*Collected data:*
⁂
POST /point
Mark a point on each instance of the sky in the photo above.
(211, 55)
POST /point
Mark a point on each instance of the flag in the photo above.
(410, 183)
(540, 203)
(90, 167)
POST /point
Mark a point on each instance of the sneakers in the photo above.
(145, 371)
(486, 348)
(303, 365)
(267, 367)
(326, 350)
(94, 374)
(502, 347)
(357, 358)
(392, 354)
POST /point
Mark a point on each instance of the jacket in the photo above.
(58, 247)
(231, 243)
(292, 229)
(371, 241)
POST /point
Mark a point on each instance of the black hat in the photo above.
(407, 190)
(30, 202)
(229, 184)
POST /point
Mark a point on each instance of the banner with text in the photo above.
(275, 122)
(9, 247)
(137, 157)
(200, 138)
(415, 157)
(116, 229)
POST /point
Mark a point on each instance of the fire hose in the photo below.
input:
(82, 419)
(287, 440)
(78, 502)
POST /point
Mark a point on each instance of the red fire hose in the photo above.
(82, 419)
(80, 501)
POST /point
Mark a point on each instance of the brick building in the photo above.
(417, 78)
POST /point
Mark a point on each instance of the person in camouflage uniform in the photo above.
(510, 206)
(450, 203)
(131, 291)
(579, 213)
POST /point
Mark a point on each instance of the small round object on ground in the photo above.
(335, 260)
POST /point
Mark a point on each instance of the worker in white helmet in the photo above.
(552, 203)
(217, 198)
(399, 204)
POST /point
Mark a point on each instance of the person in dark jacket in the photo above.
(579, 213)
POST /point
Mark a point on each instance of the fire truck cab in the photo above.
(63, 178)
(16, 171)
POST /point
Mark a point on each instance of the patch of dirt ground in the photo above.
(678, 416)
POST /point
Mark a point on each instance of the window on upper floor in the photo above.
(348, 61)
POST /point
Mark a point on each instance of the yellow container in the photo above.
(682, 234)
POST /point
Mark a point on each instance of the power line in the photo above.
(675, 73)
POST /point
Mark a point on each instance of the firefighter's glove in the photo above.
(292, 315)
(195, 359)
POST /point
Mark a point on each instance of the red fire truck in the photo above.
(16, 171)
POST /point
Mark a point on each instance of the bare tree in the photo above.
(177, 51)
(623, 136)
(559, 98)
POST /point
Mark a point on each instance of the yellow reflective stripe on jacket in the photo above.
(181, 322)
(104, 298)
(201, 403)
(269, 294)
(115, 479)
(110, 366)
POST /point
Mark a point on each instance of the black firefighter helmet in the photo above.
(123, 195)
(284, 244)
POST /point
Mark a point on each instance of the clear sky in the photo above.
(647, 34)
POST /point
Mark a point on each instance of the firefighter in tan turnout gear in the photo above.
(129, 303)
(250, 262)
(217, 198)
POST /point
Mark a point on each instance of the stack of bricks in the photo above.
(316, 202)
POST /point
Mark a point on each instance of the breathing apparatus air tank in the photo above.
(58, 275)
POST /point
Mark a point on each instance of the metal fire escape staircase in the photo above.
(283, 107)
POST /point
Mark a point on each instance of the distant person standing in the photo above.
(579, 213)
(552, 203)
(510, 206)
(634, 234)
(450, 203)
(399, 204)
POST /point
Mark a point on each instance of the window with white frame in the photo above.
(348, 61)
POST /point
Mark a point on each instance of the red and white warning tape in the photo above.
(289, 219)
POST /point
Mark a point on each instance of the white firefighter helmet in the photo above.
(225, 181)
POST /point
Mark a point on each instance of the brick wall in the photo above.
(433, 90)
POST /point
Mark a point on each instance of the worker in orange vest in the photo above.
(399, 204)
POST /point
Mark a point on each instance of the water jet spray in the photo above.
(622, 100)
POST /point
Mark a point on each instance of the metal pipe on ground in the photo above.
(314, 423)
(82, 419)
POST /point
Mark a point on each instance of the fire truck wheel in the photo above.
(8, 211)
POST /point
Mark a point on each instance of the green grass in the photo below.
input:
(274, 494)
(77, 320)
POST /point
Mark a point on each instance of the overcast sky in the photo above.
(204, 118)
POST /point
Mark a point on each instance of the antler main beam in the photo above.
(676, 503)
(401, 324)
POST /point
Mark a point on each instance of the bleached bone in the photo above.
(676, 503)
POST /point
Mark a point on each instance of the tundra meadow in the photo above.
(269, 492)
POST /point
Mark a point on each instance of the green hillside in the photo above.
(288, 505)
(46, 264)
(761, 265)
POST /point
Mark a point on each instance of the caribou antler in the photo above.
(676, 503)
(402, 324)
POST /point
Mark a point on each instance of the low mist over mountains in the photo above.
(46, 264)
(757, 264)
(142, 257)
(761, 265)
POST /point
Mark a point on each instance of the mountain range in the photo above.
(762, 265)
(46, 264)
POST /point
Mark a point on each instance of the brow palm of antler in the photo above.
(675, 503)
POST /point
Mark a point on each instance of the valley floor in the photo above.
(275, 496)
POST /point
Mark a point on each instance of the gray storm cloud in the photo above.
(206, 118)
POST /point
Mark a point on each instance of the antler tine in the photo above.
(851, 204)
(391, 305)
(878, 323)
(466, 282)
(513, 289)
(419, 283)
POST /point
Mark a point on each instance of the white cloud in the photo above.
⁂
*YOUR TASK:* Every line that contains the string "below" should be returned from the data.

*EXERCISE OUTPUT:*
Mark a point on each instance of the fire hose in the photo below.
Mark a point on each instance of the green grass in the photo below.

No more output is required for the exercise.